SUPPLIED PASSAGE —
— BEGIN —

THE RED CARPET, BABY. 
 
Oh yeah...slow-mo catwalkin' leaf. Here is where everyone you see on tv and cable are...the guy from E, the girl from Entertainment Tonight, the guy from CNN, a bunch of others. Pretty neat. All asked us questions just like everyone else. All the photographers were behind them going "Guys up here...one more...thank you....guys down here, to the left..." Face is hurting from smiling....we move down the runway. more of same. We travel in a tight pack, so photos can be snapped. We look funny walking this way. it's like we're in a 3 legged race, or a 5 legged race. We look like we really like each other. Howard Stern's guy starts asking questions, only I don't realize it's Howard Stern's guy: "Who inspired you early on? What artists are you looking forward to seeing? Who is more responsible for the troubles in America, Blacks or Mexicans?" 
 
Wha...??? It's noisy, did I hear him correctly? Finally it catches on that's it's Howard and his schtick. A few more similar questions were fired and I may have inadvertantly called him an asshole and we moved on. 
 
Inside more photos and a press conference style Q&A. We inform everyone that this is our last show, and are whisked away to the trailer again. And finally our seats. It's a grand place for sure. 7,000 seats and all kinds of people you recognize. We found our families sitting in the balconies and turned and waved and and they were all cryin' and stuff and, since we were sitting in the artist section down front, people must have thought we were Someone, but couldn't figure out who. Two socialite-type ladies sipping on some champagne(s) throughout the night finally got their noses in our stuff and started grousing "who are you guys!?" We told them and they were pretty sweet once we put their minds at ease that we didn't slip in under their radar. They drink more.

— END —

GIVEN TASK —
Answer these from the red carpet account:
1. Which three outlets does it name for the interviewers on the red carpet?
2. What did the group announce at the press conference-style Q&A inside?
3. How many seats does the venue have?

DATA ENTRIES —

— BEGIN —

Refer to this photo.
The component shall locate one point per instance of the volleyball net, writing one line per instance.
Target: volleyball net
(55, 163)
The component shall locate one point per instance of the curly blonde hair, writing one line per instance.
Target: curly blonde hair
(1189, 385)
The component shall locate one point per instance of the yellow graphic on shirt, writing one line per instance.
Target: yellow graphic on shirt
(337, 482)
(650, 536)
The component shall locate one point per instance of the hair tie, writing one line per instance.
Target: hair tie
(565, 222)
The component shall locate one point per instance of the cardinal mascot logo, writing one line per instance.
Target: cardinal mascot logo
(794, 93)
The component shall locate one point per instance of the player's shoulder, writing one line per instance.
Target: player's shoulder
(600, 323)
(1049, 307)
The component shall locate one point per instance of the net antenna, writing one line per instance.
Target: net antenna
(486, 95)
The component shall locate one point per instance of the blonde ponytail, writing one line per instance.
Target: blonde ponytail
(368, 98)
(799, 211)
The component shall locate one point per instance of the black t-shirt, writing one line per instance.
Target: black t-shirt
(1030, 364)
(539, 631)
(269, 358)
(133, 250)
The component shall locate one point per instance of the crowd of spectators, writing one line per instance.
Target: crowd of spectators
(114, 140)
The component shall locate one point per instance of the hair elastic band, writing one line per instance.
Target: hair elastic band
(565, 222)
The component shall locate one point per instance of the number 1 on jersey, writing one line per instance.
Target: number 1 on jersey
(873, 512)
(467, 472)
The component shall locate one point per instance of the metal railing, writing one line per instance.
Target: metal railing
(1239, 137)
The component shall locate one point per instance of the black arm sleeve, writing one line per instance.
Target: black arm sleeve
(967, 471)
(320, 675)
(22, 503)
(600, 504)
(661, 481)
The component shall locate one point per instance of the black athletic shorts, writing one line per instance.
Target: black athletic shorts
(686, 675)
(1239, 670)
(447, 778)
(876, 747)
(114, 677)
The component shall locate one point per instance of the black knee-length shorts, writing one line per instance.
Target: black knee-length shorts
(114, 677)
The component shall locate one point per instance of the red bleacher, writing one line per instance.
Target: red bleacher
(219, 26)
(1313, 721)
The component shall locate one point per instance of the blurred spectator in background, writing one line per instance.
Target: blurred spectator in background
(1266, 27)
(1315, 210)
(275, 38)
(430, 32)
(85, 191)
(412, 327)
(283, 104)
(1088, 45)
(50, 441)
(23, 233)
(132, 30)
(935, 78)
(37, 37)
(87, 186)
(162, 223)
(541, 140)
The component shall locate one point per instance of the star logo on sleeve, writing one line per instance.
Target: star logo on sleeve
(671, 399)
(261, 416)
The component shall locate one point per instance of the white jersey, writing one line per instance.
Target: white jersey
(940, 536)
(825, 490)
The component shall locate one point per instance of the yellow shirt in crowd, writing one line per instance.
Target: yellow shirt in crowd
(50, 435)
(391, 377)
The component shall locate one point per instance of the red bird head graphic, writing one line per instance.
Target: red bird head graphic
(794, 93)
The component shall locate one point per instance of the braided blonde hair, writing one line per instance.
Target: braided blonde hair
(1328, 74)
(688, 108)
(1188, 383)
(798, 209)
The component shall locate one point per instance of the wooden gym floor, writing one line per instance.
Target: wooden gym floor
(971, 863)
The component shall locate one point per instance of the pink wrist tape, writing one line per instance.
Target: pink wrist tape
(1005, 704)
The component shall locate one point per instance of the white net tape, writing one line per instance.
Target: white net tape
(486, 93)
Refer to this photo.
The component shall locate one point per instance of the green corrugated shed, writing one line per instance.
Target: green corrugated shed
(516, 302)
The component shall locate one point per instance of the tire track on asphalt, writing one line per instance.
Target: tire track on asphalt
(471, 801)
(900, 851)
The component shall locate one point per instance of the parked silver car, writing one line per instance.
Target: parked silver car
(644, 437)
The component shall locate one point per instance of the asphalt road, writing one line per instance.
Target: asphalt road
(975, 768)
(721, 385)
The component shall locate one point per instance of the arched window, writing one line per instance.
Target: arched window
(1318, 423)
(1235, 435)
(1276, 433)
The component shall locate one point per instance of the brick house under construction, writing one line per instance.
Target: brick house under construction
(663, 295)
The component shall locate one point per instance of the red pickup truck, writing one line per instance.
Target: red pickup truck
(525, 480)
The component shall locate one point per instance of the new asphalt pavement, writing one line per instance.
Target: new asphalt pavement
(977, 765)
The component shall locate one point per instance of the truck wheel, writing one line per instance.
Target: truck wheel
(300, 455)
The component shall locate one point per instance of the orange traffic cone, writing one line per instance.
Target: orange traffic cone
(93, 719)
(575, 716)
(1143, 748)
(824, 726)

— END —

REPLY TO THE TASK —
1. E, Entertainment Tonight, and CNN.
2. That this was their last show.
3. 7,000.